**REQUIREMENT**
Express the stored entries starting at the beginning of the records and ending at the line that contains "M 159 83 L 152" as a JSON list of strings, one string per line with blank lines omitted. Leave the pictures out of the answer.

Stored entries
········

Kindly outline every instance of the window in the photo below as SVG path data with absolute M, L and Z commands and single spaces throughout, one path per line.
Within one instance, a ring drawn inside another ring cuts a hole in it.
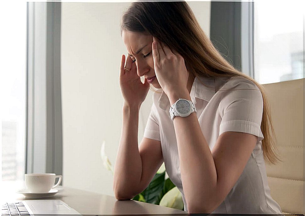
M 254 3 L 254 78 L 260 83 L 304 77 L 301 1 Z
M 23 180 L 25 168 L 26 3 L 1 3 L 2 180 Z M 14 8 L 13 10 L 8 8 Z

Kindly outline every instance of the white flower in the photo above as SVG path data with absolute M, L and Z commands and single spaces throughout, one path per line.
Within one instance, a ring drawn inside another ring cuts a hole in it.
M 108 158 L 106 155 L 105 152 L 105 141 L 103 141 L 101 147 L 101 157 L 103 161 L 103 164 L 104 167 L 110 171 L 111 171 L 113 174 L 113 168 L 111 163 L 110 163 Z

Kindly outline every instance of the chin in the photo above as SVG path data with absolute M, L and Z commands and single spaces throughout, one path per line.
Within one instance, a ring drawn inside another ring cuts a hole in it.
M 159 83 L 152 83 L 151 85 L 153 86 L 154 87 L 156 88 L 157 88 L 158 89 L 160 89 L 162 88 L 161 87 L 161 86 L 160 85 Z

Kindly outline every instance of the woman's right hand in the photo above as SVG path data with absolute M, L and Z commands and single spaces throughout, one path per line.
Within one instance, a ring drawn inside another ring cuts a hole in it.
M 148 90 L 149 84 L 145 79 L 142 83 L 137 73 L 136 65 L 132 62 L 129 55 L 125 65 L 125 56 L 122 56 L 120 67 L 119 84 L 121 91 L 125 100 L 125 103 L 130 106 L 136 106 L 139 108 L 145 100 Z M 124 69 L 125 67 L 130 70 Z

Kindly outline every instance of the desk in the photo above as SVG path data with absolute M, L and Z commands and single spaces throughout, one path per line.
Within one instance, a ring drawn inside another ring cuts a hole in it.
M 22 182 L 1 184 L 2 203 L 30 199 L 14 192 L 24 186 Z M 133 200 L 118 201 L 111 196 L 65 187 L 54 196 L 43 199 L 59 199 L 82 214 L 125 215 L 178 214 L 187 215 L 186 212 Z

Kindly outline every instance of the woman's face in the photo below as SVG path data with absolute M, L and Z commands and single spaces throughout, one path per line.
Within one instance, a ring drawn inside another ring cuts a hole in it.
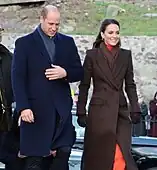
M 105 32 L 101 32 L 101 36 L 106 44 L 115 46 L 120 40 L 119 26 L 116 24 L 110 24 L 106 27 Z

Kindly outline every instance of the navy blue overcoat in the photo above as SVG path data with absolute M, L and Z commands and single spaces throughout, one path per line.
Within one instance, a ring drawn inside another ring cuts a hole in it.
M 72 37 L 57 33 L 55 65 L 67 71 L 67 77 L 48 80 L 45 70 L 51 68 L 50 56 L 37 30 L 15 42 L 12 62 L 12 87 L 17 112 L 31 109 L 35 122 L 21 122 L 20 152 L 26 156 L 48 155 L 50 148 L 72 146 L 72 98 L 69 82 L 83 77 L 83 68 Z M 60 121 L 56 127 L 56 112 Z

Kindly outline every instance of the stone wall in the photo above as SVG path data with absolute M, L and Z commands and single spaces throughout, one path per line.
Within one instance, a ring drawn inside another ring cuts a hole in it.
M 22 35 L 22 34 L 21 34 Z M 11 50 L 17 34 L 4 34 L 2 42 Z M 83 62 L 85 52 L 92 47 L 94 36 L 73 36 Z M 122 37 L 122 47 L 132 50 L 135 81 L 139 98 L 148 102 L 157 91 L 157 37 Z M 74 87 L 75 88 L 75 87 Z M 76 88 L 75 88 L 76 89 Z

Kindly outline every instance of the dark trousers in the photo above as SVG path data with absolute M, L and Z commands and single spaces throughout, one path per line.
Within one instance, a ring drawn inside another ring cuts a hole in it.
M 27 157 L 23 170 L 69 170 L 70 152 L 70 147 L 64 147 L 57 150 L 55 157 Z

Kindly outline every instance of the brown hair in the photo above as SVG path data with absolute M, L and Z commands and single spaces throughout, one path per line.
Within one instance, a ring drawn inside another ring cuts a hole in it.
M 120 24 L 119 24 L 119 22 L 117 20 L 115 20 L 115 19 L 105 19 L 101 23 L 99 33 L 98 33 L 98 35 L 96 37 L 95 42 L 93 43 L 93 48 L 98 48 L 100 46 L 100 43 L 103 42 L 102 37 L 101 37 L 101 32 L 104 33 L 107 26 L 110 25 L 110 24 L 116 24 L 120 28 Z M 119 41 L 117 45 L 120 46 L 121 42 Z

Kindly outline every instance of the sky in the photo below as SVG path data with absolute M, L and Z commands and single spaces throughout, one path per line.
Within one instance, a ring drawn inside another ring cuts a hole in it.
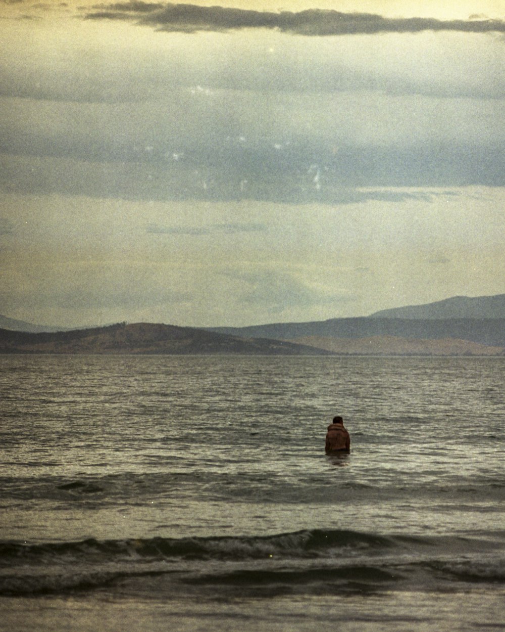
M 504 293 L 505 0 L 218 2 L 0 0 L 0 313 Z

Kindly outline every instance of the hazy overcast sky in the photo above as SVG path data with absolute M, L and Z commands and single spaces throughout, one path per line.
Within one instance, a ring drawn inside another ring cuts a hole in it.
M 505 293 L 505 0 L 217 3 L 0 0 L 0 313 Z

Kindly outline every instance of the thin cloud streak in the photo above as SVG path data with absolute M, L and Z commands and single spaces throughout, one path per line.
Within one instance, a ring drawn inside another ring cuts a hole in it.
M 147 15 L 146 15 L 147 14 Z M 311 9 L 299 13 L 251 11 L 194 4 L 158 3 L 116 3 L 88 13 L 88 20 L 135 20 L 160 30 L 193 33 L 242 28 L 276 29 L 307 36 L 374 35 L 458 31 L 465 33 L 505 32 L 505 21 L 472 19 L 439 20 L 428 18 L 384 18 L 374 13 L 343 13 Z

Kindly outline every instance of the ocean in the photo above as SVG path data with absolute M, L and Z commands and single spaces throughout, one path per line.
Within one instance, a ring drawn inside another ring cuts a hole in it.
M 505 629 L 505 358 L 0 375 L 0 630 Z M 335 415 L 349 454 L 324 453 Z

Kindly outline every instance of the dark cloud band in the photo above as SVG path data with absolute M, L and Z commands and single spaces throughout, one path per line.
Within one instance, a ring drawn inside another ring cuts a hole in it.
M 86 18 L 135 20 L 161 30 L 187 32 L 241 28 L 275 28 L 305 35 L 417 33 L 425 30 L 505 32 L 505 21 L 498 20 L 390 18 L 372 13 L 342 13 L 322 9 L 273 13 L 142 2 L 116 3 L 101 6 L 100 9 L 88 13 Z

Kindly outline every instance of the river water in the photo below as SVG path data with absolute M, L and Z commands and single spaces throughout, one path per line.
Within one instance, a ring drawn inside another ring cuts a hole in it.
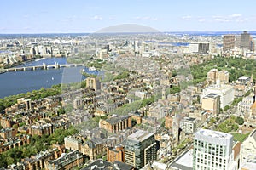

········

**OUTPUT FOR THIS TASK**
[
  "Kindly outline every instance of the window in the photo below as SVG path data with absolute M, L and Z commands and single spaces throughout, one path per line.",
  "Within one instance, a ring drawn inside another ring cuts a hole in it.",
  "M 254 3 L 254 78 L 260 83 L 304 77 L 301 1 Z",
  "M 23 180 L 25 168 L 26 3 L 1 3 L 2 180 Z M 14 8 L 13 10 L 8 8 Z",
  "Kindly outline every instance of the white flower in the photo above as SVG path data with absolute M, L and Z commands and single spaces throughout, one path per line.",
  "Within one instance, a ring drawn inside another ring cuts a hole in it.",
  "M 108 158 L 106 155 L 105 152 L 105 141 L 103 141 L 101 147 L 101 157 L 103 161 L 103 164 L 104 167 L 110 171 L 111 171 L 113 174 L 113 168 L 111 163 L 110 163 Z",
  "Kindly outline every instance of the chin in the photo above as SVG path data with absolute M, L and Z commands and single spaces throughout, one path per line.",
  "Within one instance, a ring drawn inside another ring cuts a hole in it.",
  "M 159 83 L 152 83 L 151 85 L 153 86 L 154 87 L 156 88 L 157 88 L 158 89 L 160 89 L 162 88 L 161 87 L 161 86 L 160 85 Z"
]